아래의 모든 줄을 한 글자도 바꾸지 말고 그대로 옮겨 적으세요.

########################################

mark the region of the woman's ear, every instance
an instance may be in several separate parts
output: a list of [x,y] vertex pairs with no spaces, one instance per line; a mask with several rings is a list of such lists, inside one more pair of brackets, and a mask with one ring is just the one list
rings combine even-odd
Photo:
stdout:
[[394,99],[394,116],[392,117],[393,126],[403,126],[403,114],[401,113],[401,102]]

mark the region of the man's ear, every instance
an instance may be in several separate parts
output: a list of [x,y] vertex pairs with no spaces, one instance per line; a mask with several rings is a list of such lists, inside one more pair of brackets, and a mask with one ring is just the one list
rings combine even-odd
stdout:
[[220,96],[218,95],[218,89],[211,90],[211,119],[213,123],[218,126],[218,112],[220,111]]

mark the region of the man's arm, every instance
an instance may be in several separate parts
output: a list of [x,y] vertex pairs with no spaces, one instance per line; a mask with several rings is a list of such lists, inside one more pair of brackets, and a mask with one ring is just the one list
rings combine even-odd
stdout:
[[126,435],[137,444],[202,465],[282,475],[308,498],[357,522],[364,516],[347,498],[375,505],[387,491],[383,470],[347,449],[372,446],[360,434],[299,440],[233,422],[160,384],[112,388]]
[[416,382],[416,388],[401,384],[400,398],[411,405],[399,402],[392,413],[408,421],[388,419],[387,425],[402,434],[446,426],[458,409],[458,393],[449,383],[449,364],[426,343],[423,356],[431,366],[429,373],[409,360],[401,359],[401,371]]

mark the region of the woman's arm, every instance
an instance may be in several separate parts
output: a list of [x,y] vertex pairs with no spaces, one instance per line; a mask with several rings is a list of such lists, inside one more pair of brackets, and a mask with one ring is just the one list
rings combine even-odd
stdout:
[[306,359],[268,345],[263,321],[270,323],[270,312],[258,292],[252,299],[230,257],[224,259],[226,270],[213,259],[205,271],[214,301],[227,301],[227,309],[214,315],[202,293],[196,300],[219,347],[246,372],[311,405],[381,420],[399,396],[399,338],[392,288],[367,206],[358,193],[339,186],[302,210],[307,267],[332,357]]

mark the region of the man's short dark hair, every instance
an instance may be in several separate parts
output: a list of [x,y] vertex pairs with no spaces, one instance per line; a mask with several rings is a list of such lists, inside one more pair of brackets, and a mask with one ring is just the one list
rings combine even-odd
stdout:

########################################

- 풀이 예시 -
mark the region of the woman's ear, every instance
an instance may be in several separate parts
output: a list of [x,y] vertex pairs with no spaces, one instance per line; a mask with several rings is a list of such lists, inside one more pair of brackets, and a mask with one ring is just the one list
rings combine even-odd
Photo:
stdout:
[[394,99],[394,116],[392,117],[393,126],[403,126],[403,114],[401,113],[401,102]]

mark the region of the man's ear, every instance
an instance may be in several separate parts
output: a list of [x,y] vertex pairs with no spaces, one instance per line; a mask with several rings is a list of such lists, inside one more pair of brackets, and a mask with one ring is just the one list
rings combine even-odd
stdout:
[[220,96],[218,95],[218,89],[211,90],[211,119],[213,123],[218,126],[218,112],[220,111]]

mark the region of the man's arm, every instance
an instance may be in several separate parts
output: a list of [x,y] vertex pairs with no spaces, one instance per line; a mask with several rings is a list of such lists, inside one more pair of brackets, and a mask with one ring is just the one list
rings combine even-odd
stdout:
[[126,435],[137,444],[202,465],[282,475],[308,498],[357,522],[364,516],[347,498],[375,505],[387,491],[383,470],[347,449],[372,446],[360,434],[299,440],[233,422],[160,384],[112,388]]
[[416,382],[416,388],[401,384],[400,398],[411,405],[399,402],[392,413],[408,421],[388,419],[387,425],[402,434],[446,426],[458,409],[458,393],[449,383],[449,364],[426,343],[423,356],[431,366],[429,373],[409,360],[401,359],[401,371]]

mark the region of the woman's arm, every instance
an instance may be in several separate parts
output: a list of [x,y] vertex pairs with no spaces, one instance per line; a mask with several rings is a list of such lists, inside one more pair of brackets, and a mask with one ring is just the one list
rings combine even-odd
stdout:
[[306,359],[268,345],[263,321],[270,323],[270,312],[258,292],[252,299],[230,257],[224,259],[226,270],[213,259],[205,271],[214,301],[227,301],[227,309],[214,315],[202,293],[196,300],[219,347],[246,372],[311,405],[381,420],[399,396],[399,338],[392,288],[367,206],[358,193],[339,186],[302,210],[307,267],[332,357]]

mark the region of the man's short dark hair, every instance
an instance may be in several separate parts
output: a list of [x,y] vertex pairs with no spaces, one instance per line; a mask with several rings is a list of such lists, inside one more pair of brackets, and a mask with one ring is just the one list
rings combine even-odd
stdout:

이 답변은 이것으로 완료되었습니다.